# TASK:
Pull out every line in the data below that contains the string "window", matching case exactly.

[Point-based annotation data]
— start —
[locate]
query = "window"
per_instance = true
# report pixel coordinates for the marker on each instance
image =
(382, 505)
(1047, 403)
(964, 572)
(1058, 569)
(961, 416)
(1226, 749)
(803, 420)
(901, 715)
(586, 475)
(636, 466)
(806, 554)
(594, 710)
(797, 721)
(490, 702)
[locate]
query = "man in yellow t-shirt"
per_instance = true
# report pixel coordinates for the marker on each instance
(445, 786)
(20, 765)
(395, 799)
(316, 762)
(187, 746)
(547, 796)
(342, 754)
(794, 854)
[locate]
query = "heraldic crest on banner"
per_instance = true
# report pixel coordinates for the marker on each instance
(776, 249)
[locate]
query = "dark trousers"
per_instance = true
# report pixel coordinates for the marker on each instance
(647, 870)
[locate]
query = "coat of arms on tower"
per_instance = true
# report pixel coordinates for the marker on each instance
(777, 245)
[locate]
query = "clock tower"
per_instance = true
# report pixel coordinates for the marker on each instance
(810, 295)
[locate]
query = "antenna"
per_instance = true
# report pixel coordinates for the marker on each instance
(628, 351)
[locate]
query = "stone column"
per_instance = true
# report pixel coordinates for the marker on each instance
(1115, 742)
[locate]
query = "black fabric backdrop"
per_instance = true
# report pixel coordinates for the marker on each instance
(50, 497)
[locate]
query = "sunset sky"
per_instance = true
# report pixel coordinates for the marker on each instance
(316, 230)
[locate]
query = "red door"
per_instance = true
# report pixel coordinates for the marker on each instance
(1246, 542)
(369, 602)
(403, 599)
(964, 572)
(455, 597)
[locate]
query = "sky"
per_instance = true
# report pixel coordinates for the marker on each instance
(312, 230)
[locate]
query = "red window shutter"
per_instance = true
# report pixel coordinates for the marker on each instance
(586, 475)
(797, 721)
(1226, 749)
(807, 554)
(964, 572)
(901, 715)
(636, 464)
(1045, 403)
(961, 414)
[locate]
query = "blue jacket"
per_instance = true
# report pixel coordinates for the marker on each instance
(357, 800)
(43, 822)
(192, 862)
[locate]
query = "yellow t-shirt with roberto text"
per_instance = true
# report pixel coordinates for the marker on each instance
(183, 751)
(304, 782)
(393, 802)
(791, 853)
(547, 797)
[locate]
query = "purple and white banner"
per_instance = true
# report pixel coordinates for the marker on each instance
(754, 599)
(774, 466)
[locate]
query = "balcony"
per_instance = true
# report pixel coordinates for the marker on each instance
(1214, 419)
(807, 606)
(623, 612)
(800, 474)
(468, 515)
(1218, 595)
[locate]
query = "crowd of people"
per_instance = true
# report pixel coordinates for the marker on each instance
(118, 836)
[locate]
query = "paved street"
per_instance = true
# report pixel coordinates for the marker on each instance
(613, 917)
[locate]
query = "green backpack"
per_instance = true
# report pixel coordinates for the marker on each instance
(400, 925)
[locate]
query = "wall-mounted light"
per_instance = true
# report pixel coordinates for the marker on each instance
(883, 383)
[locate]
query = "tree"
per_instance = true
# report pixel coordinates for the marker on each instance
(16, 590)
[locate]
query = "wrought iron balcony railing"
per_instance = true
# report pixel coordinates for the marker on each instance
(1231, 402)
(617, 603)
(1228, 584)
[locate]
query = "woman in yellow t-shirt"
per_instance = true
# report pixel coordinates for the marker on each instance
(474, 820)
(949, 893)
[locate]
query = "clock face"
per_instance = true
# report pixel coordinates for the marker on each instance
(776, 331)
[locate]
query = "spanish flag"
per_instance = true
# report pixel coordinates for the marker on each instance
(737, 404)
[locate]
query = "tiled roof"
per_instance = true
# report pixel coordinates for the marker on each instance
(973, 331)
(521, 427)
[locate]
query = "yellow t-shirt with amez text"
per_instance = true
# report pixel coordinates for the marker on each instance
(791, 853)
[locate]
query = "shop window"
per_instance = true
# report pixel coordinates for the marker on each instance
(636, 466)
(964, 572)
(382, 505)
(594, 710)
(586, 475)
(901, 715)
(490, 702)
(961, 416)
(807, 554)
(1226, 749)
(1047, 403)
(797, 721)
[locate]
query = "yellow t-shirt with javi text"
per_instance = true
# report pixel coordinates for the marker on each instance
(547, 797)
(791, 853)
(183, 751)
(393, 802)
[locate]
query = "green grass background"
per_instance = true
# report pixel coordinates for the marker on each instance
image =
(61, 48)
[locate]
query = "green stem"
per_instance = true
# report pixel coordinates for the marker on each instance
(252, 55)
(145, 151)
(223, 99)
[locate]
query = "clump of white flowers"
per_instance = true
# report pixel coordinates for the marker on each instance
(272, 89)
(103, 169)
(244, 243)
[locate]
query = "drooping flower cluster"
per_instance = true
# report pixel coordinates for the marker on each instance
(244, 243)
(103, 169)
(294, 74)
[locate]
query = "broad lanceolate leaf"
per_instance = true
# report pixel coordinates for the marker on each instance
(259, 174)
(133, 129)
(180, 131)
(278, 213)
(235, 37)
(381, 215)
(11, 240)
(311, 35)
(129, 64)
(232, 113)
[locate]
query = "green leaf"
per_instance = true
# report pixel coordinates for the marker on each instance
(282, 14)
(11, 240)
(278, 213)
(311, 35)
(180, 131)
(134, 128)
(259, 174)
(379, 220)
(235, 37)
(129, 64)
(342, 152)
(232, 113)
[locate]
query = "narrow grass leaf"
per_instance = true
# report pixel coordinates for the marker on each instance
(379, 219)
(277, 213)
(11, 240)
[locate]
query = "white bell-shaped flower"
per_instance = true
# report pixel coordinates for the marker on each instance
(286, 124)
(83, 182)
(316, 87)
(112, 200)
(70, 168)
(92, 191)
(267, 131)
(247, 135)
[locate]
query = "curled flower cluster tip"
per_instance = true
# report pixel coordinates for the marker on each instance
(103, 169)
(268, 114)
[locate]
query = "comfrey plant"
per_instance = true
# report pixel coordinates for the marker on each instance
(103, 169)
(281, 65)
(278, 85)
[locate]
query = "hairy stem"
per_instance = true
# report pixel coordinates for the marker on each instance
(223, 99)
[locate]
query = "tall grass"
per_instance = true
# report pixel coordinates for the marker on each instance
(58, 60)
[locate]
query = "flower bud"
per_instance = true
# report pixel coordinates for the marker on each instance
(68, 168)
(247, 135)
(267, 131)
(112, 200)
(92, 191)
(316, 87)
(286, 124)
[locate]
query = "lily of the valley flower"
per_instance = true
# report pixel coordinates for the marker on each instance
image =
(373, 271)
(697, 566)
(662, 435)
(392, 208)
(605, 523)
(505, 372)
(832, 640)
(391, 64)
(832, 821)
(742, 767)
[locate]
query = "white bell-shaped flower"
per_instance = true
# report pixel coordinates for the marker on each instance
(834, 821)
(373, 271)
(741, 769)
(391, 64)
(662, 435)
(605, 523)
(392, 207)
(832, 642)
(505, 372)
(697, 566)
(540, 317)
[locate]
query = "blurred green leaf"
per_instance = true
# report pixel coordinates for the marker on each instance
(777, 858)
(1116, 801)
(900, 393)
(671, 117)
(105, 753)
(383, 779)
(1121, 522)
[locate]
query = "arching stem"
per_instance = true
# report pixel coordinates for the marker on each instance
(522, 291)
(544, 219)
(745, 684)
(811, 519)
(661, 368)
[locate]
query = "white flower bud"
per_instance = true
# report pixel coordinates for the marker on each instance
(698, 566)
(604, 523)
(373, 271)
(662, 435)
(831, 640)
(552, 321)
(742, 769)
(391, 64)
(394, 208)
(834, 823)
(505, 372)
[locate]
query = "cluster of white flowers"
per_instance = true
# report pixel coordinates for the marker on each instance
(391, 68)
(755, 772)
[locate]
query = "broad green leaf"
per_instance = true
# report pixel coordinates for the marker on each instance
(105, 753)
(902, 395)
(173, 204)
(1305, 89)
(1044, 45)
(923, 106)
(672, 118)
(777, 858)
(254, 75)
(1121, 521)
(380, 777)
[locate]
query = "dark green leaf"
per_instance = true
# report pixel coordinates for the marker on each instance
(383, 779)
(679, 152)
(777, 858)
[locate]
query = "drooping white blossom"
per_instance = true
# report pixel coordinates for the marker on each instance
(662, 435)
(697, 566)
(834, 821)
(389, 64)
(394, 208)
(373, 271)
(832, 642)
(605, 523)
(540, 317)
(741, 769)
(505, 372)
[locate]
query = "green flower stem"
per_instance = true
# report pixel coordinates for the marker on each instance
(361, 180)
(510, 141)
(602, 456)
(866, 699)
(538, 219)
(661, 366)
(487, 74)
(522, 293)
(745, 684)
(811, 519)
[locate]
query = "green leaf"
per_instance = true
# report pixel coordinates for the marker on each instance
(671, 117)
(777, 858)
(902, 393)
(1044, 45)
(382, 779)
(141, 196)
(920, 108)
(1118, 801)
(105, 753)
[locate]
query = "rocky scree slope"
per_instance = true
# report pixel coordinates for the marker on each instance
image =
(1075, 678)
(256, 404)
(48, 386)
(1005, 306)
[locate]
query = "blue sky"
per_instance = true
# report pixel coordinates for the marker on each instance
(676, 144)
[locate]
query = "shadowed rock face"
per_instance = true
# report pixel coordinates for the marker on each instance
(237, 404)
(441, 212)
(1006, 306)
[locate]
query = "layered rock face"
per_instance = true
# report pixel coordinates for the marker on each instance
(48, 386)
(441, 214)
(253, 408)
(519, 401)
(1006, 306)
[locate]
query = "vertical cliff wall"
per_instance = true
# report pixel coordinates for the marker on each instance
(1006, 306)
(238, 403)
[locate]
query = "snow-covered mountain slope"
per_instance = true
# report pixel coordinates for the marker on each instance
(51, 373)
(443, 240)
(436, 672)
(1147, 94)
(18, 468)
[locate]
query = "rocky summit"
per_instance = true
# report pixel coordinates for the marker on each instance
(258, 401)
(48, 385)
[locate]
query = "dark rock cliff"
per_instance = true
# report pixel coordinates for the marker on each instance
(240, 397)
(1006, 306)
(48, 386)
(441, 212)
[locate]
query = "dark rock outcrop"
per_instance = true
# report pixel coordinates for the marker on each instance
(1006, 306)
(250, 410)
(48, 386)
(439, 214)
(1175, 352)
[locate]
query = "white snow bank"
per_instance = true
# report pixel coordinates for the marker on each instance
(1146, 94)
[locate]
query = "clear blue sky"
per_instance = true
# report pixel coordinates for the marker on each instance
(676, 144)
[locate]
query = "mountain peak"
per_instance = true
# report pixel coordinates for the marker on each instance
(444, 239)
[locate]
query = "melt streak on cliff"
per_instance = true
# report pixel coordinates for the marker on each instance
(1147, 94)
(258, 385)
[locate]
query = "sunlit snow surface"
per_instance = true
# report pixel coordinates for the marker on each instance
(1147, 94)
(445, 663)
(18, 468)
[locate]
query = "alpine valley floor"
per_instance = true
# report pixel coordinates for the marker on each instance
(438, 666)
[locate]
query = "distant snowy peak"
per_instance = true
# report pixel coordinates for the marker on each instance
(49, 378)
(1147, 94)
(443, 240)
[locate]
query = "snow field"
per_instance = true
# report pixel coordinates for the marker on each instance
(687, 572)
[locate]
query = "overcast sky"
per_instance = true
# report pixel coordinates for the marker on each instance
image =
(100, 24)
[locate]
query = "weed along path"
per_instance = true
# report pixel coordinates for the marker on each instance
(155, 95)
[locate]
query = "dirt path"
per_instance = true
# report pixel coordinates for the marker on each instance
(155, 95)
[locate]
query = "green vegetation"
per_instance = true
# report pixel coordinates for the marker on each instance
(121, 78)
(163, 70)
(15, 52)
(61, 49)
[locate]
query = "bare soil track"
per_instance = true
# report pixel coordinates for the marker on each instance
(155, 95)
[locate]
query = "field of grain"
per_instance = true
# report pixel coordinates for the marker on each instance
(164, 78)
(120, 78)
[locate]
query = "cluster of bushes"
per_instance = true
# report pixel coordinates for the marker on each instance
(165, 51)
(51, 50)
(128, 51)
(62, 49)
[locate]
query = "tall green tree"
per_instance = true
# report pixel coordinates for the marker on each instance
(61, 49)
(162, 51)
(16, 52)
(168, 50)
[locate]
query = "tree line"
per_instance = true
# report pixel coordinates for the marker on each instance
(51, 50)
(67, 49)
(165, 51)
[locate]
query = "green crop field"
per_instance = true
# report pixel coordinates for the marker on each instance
— end —
# SOLUTION TO THIS PROBLEM:
query = "window"
query = "red window shutter"
query = "shop window"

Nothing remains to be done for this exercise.